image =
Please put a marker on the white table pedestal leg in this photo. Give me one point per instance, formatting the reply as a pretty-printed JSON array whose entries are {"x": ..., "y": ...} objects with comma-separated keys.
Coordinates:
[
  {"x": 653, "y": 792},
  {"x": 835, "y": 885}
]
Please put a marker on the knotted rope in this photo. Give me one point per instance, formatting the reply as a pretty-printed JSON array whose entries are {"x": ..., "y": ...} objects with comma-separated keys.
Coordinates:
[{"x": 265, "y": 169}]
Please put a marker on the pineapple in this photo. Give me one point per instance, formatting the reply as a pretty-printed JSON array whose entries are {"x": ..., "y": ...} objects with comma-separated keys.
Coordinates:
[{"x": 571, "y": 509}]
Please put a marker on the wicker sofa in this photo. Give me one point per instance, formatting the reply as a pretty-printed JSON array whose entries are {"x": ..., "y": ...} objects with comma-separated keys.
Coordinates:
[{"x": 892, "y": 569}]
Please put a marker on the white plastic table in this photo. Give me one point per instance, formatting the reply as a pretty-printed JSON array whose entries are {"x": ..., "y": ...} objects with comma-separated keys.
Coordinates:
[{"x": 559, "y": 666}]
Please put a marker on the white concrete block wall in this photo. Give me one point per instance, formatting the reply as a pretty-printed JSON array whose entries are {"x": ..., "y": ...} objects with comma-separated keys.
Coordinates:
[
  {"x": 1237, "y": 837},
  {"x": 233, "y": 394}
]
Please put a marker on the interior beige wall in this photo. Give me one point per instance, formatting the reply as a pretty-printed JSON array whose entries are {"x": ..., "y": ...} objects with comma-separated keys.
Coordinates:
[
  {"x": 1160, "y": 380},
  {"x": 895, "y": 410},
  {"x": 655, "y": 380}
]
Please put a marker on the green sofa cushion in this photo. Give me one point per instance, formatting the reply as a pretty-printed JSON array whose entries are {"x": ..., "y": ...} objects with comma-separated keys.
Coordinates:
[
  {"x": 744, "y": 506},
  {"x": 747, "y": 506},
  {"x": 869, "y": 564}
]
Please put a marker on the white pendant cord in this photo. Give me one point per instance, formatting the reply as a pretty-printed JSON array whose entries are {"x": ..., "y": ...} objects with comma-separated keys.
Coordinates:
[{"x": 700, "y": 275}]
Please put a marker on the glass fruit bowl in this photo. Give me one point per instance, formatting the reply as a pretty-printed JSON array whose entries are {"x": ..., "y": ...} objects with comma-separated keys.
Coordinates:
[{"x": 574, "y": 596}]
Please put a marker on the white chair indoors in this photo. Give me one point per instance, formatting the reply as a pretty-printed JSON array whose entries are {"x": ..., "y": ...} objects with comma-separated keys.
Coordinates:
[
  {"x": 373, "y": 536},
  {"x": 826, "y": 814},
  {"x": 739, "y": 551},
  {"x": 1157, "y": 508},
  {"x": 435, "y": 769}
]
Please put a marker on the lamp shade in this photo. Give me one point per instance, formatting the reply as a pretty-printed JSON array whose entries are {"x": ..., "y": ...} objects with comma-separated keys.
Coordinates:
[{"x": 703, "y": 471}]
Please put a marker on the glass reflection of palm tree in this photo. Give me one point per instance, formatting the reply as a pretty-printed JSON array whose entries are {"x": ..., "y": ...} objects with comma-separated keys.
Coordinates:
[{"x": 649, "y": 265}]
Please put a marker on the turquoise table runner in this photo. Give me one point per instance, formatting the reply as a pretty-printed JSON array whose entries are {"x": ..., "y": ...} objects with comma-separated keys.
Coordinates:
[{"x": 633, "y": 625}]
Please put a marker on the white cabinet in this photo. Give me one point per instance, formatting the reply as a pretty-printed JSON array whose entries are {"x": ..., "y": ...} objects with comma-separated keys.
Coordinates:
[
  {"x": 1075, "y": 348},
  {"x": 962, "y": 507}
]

## INSTRUCTION
Make an exact copy of every line in the data.

## THE RESULT
image =
Please put a marker on the white table pedestal leg in this photo. Give me one point per instance, formatting the reply as a pretty-printed JSON array whose entries are {"x": ..., "y": ...} objects with comma-separated keys.
Coordinates:
[
  {"x": 653, "y": 792},
  {"x": 835, "y": 885}
]
Please put a marker on the knotted rope in this photo. Give me one point per instance, formatting the reply as a pretty-printed JSON array whose entries are {"x": ..., "y": ...} objects with comma-separated keys.
Coordinates:
[{"x": 265, "y": 169}]
Please put a marker on the pineapple in this photo. Give me one point per instance, formatting the reply as a pretty-printed JSON array whose entries are {"x": ..., "y": ...} objects with comma-separated keys.
Coordinates:
[{"x": 571, "y": 509}]
Please put a marker on the wicker sofa in this photo. Give me one point per instance, formatting the reply as a pretty-printed JSON array whose entries are {"x": ..., "y": ...} objects with comma-separated keys.
Coordinates:
[{"x": 892, "y": 569}]
Please put a marker on the white plastic table in this photo. Give me one point per instance, formatting the reply as a pretty-printed JSON array whose entries are {"x": ..., "y": ...} objects with comma-separated keys.
Coordinates:
[{"x": 559, "y": 666}]
Please put a marker on the white concrete block wall in this photo. Give me one point per instance, formatting the reply as a pretty-printed JSON array whose entries are {"x": ..., "y": ...} objects with comma-separated keys.
Coordinates:
[
  {"x": 1237, "y": 837},
  {"x": 233, "y": 394}
]
Please put a marker on the interior beige wall in this photo. Give me one point per instance, formatting the reply as a pretty-printed JSON array whose entries are {"x": ..., "y": ...} objects with comma-separated keys.
Coordinates:
[
  {"x": 1160, "y": 380},
  {"x": 895, "y": 410},
  {"x": 655, "y": 380}
]
Please put a marker on the green sofa cushion in this photo. Give me one point per instance, formatting the reply as a pretty-printed JSON array whose entries are {"x": ..., "y": ...} objects with comma-separated keys.
Coordinates:
[
  {"x": 744, "y": 506},
  {"x": 747, "y": 506},
  {"x": 869, "y": 564}
]
Please put a marker on the white pendant cord in this photo. Give me one point per instance, formatting the reply as a pretty-printed JSON array whose entries are {"x": ..., "y": ...} objects with comma-separated keys.
Coordinates:
[{"x": 700, "y": 275}]
Please put a marker on the glass fruit bowl in this photo. Give me one point per instance, formatting the reply as a pretty-printed JSON array whose entries are {"x": ..., "y": ...} objects with comma-separated keys.
Coordinates:
[{"x": 574, "y": 596}]
Please put a marker on the white chair indoors in this photo. Give me one point per instance, formatting the reply as a pretty-printed JSON array whose entries are {"x": ..., "y": ...} objects with comma-separated keys.
Coordinates:
[
  {"x": 373, "y": 536},
  {"x": 826, "y": 814},
  {"x": 739, "y": 551},
  {"x": 1157, "y": 508},
  {"x": 435, "y": 769}
]
Please put a marker on the lamp shade in this photo. Give me one point per instance, formatting the reply as a pretty-printed JSON array whose entries are {"x": ..., "y": ...} objects with comma-separated keys.
Coordinates:
[{"x": 703, "y": 471}]
Please put a marker on the glass reflection of palm tree in this photo. Give me one point per instance, formatting the reply as a pretty-printed JSON array whose entries are {"x": ..., "y": ...} objects with comma-separated keys.
Coordinates:
[{"x": 649, "y": 265}]
Please put a marker on the turquoise table runner in this photo. Give me one point per instance, formatting the reply as a pretty-printed JSON array whose entries are {"x": ..., "y": ...} objects with comma-separated keys.
Coordinates:
[{"x": 633, "y": 625}]
Please put a marker on the white cabinet in this photo. Give me one point per instance, formatting the reply as a pretty-printed JSON array whose entries are {"x": ..., "y": ...} objects with comma-separated keys.
Coordinates:
[
  {"x": 1075, "y": 348},
  {"x": 962, "y": 507}
]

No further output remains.